El movimiento de los Indignados no es ajeno al cristianismo, sino que se encuentra en su misma entraña y constituye uno de los rasgos más importantes de la figura de su fundador, Jesús de Nazaret. En el artículo anterior hablé de la indignación de Jesús con el poder político.
Hoy me centraré en el poder económico, ya que es en ese terreno en el que el conflicto del Nazareno se torna más radical y sin concesiones, al considerar que la riqueza genera la pobreza, que es el verdadero rival de Dios, y que los ricos, con su estilo de vida arrogante, demuestran una gran insensibilidad hacia los pobres. Por eso Jesús establece la total incompatibilidad entre Dios y la acumulación de bienes. Veamos cómo manifiesta su resistencia e indignación a los poderes económicos.
Jesús vive un estilo de vida pobre, desprendida, itinerante, no atada a las riquezas. Las tradiciones evangélicas lo presentan como una persona desinstalada:
a) No tiene residencia fija, carece de hogar estable y a sus más cercanos seguidores les pide abandonen casas y haciendas para seguirle y compartir su estilo de vida.
____
• **OBJETIVO 1**: Traduce al inglés esta oración del fragmento sobre Jesús y el poder económico: "Por eso Jesús establece la total incompatibilidad entre Dios y la acumulación de bienes."

• **Elementos para identificar ubicaciones**:
____
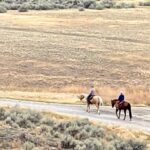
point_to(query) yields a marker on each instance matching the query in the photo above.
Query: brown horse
(124, 106)
(97, 100)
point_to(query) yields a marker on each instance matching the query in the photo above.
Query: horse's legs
(88, 108)
(119, 113)
(124, 114)
(98, 111)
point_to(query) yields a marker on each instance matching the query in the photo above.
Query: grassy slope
(65, 51)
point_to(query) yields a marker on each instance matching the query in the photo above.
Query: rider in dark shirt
(91, 94)
(121, 98)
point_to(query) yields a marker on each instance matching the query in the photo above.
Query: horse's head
(81, 97)
(113, 102)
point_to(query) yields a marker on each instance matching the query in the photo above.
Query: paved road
(140, 121)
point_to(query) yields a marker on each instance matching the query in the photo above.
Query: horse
(97, 100)
(124, 106)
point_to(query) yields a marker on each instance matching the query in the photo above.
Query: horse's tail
(130, 113)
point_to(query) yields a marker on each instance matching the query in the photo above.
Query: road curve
(140, 121)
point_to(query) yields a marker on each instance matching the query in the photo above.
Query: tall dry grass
(138, 96)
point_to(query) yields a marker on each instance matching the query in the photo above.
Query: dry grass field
(65, 51)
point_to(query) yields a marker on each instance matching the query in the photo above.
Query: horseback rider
(91, 94)
(121, 98)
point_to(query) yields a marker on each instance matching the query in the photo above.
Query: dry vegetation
(65, 51)
(27, 130)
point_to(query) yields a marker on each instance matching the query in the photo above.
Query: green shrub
(93, 144)
(108, 3)
(124, 5)
(44, 128)
(68, 142)
(14, 6)
(144, 3)
(99, 6)
(97, 132)
(47, 121)
(2, 10)
(73, 130)
(81, 9)
(82, 135)
(28, 146)
(23, 8)
(88, 3)
(6, 5)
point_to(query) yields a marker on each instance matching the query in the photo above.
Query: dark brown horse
(124, 106)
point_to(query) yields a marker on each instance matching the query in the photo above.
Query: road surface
(140, 121)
____
• **OBJETIVO 2**: Muestra cada línea del listado que contenga la cadena "road", teniendo en cuenta las mayúsculas y minúsculas.

• **SALIDA COMPLETA 1**: That is why Jesus establishes the total incompatibility between God and the accumulation of wealth.

• **SALIDA COMPLETA 2**:
Query: paved road
Query: road curve
Query: road surface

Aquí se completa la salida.